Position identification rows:
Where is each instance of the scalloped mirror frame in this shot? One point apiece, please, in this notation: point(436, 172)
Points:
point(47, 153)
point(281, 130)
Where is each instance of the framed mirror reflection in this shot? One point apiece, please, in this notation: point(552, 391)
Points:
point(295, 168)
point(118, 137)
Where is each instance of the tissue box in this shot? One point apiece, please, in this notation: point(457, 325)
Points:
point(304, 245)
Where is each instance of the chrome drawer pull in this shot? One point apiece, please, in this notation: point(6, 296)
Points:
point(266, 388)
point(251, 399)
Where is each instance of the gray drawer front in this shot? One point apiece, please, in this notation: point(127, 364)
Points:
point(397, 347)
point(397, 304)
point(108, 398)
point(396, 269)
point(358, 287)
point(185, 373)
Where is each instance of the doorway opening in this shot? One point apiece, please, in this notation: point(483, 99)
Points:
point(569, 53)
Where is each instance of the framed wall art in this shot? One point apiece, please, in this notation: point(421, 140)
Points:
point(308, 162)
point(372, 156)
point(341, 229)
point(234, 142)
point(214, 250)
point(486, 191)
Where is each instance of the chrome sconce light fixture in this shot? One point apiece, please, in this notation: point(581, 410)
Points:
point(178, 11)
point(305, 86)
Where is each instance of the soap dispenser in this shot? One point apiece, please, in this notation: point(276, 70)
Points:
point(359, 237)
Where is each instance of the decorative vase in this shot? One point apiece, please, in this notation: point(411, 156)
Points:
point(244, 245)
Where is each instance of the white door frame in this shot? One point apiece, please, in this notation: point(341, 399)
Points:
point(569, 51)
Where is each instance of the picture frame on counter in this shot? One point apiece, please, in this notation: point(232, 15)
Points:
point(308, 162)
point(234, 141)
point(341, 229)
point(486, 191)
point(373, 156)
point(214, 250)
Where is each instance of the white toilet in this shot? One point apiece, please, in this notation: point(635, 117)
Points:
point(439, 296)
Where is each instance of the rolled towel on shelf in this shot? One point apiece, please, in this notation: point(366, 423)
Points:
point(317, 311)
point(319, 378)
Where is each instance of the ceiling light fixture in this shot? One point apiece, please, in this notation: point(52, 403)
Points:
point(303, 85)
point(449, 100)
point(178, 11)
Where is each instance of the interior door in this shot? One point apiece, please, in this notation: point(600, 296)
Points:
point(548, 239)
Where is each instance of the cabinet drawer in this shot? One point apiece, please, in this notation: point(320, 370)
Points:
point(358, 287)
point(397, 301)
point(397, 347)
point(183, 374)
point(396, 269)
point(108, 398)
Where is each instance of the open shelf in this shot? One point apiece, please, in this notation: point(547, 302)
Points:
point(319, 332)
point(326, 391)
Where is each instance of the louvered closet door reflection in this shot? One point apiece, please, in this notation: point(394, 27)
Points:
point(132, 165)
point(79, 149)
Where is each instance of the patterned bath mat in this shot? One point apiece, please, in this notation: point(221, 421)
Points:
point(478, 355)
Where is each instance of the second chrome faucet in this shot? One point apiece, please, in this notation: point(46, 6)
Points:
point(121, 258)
...
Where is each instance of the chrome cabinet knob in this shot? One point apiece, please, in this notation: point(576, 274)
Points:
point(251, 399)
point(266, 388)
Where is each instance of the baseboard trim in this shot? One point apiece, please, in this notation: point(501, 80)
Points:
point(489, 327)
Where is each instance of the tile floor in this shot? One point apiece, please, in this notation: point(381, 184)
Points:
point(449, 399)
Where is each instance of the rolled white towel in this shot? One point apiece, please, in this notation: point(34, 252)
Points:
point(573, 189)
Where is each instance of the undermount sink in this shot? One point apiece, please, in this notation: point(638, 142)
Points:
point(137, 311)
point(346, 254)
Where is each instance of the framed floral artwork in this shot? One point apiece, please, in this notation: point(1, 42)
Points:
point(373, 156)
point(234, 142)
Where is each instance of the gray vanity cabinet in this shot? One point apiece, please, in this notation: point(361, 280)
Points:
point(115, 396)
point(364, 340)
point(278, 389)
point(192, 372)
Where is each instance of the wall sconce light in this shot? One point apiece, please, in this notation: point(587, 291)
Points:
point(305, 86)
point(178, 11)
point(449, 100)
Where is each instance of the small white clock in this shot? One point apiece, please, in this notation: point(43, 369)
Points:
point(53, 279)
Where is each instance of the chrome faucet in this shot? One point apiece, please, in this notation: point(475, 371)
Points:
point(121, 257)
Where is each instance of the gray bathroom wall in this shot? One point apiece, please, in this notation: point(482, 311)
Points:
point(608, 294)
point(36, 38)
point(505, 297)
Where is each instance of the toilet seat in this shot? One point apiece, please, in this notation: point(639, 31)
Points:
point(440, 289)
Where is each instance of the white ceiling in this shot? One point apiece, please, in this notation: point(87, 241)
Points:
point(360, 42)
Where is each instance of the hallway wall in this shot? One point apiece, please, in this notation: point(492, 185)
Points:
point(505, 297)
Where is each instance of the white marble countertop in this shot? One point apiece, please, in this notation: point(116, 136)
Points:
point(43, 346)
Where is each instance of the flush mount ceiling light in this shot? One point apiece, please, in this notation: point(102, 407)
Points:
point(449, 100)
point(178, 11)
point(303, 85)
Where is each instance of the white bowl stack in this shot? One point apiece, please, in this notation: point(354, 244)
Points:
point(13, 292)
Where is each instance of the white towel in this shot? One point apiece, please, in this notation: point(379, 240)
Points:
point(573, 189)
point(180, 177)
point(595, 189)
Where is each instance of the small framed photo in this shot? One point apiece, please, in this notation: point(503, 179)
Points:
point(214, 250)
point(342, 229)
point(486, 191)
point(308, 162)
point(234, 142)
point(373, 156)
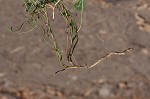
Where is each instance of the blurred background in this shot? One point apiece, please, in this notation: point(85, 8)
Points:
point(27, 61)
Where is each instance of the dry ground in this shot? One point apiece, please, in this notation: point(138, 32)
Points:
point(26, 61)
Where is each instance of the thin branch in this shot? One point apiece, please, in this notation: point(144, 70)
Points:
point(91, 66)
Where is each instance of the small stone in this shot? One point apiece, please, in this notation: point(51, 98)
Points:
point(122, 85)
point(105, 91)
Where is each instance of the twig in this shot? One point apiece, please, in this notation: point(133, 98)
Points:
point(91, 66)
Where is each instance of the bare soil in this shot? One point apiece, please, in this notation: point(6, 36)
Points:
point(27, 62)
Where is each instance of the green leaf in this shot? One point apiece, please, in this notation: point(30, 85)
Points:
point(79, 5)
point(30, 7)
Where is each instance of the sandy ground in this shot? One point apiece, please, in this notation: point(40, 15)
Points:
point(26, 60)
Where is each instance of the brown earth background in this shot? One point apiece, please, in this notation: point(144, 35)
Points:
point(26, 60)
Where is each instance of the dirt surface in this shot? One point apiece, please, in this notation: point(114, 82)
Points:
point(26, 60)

> **BRIEF**: Which lines in the rows above contain the word "reflection"? Pull out each one.

> **TASK RESPONSE**:
Where is each instance of the framed mirror reflection in this shot? One point apiece, please, in this notation: point(552, 391)
Where is each instance of the louvered closet door reflection in this shot? One point apiece, please, in this notation: point(394, 27)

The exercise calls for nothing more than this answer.